• [Extract provided]
[start]

Trouble trimming whitespace when piping grep to awk

Question

I am trying to write a simple wrapper for grep in order to put its output in a more readable format. This includes putting the matched string (which occurs after the second colon) on a new line, and trimming any leading whitespace/tabs from the matched string.

So instead of doing the following:

$ grep -rnIH --color=always "grape" .

./apple.config:1:   Did you know that grapes are tasty?

I would like to be able to get this:

$ grep -rnIH --color=always "grape" . | other-command

./apple.config:1:   
Did you know that grapes are tasty?

I have tried many different methods to try to do this, including using sed, awk itself, substitution, perl etc. One important thing to keep in mind is that I want to trim leading space from $3, but that $3 may not actually contain the entire matched string (for example, if the matched string contains a url with ":" characters).

So far I have gotten to the point that I have the following.

$ grep -rnIH --color=always "grape" . | \
      awk -F ":" '{gsub(/^[ \t]+/, "", $3); out=""; for(i=4;i<=NF;i++){out=out$i}; print $1":"$2"\n"$3out}'

./apple.config:1:   
    Did you know that grapes are tasty?

The gsub is intended to trim whitespace/tabs from the start of whatever occurs right after the second colon. Then the for loop is intended to build a variable made up of anything else in the matched string that may have gotten split by the field separator ":".

I greatly appreciate any help in getting the leading whitespace to be trimmed properly.

`other-command` could be `sed 's/:[[:blank:]]*/\n/2'` -- probably requires GNU sed for the "2" flag — glenn jackman, Nov 27 '15 at 19:38
@glennjackman - close! Using `2` as a flag works in at least FreeBSD's sed. The GNUism would be using `\n` in the replacement string. Make this `sed $'s/:[[:blank:]]*/\\\n/2'`, and it might in fact be portable! — ghoti, Aug 29 '17 at 05:20

fedorqui · Answer 1 · 2015-11-27T19:20:10.643

3

To me it looks like you want to match a line and, in that case, show it like

file:line_number
line with the match

For this, you can directly use awk:

awk -v OFS=":" '/pattern/ {print FILENAME, NR;  print}' files*

FILENAME stands for the file you are reading.
NR stands for the line number.
OFS stands for Output Field Separator, so that when you say print a, b the separator is :.

[end]

• [Records]
[start]

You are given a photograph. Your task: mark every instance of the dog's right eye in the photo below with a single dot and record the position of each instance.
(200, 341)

[end]
[start]

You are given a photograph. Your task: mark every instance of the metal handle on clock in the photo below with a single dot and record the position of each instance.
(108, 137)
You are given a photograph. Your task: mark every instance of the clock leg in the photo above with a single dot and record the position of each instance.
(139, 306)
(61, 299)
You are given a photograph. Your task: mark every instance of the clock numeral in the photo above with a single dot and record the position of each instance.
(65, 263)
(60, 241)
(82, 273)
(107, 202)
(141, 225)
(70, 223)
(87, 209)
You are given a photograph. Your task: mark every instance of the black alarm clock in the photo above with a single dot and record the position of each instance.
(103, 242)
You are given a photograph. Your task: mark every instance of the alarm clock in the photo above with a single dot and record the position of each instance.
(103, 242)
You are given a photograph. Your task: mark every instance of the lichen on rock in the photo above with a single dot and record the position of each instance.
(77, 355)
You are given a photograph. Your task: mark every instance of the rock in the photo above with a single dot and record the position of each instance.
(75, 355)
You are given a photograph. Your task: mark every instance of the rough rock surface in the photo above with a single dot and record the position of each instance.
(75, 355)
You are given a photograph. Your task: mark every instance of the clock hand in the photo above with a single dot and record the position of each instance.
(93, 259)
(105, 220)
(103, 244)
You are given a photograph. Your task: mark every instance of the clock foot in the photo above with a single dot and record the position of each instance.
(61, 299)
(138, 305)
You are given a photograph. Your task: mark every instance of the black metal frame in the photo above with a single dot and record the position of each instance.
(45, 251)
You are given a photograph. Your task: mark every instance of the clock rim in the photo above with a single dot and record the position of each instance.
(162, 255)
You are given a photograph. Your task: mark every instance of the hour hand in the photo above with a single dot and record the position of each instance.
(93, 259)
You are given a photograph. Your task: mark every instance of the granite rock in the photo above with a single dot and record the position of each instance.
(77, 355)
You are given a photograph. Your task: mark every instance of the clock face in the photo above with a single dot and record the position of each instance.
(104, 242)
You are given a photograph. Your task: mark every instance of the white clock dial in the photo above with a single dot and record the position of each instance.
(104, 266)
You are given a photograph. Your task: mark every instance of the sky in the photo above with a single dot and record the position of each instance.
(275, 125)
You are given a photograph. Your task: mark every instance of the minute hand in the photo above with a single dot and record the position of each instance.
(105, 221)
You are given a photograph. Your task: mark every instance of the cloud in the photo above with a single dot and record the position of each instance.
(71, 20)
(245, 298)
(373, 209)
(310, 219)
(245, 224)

[end]
[start]

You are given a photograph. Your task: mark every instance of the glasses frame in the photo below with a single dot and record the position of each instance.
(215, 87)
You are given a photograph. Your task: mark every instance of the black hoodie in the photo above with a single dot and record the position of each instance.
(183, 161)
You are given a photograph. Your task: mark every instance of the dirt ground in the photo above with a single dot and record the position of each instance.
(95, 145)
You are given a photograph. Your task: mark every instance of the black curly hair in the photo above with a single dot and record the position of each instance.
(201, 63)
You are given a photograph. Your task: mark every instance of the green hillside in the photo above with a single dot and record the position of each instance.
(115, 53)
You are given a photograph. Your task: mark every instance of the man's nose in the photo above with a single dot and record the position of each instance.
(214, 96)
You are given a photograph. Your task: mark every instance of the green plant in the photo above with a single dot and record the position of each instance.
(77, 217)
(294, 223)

[end]

• [Requirements]
1. In the grep-to-awk thread, what does ghoti say would be the GNU-specific part of glenn jackman's sed command?
2. List every method the asker of the grep-to-awk thread says they tried for reformatting the output.
3. From the grep-to-awk thread, return the passage starting at "The gsub is" and ending at "be trimmed properly.".

• [Answers by task]
1. Using `\n` in the replacement string.

2. sed, awk itself, substitution, perl

3.
The gsub is intended to trim whitespace/tabs from the start of whatever occurs right after the second colon. Then the for loop is intended to build a variable made up of anything else in the matched string that may have gotten split by the field separator ":".

I greatly appreciate any help in getting the leading whitespace to be trimmed properly.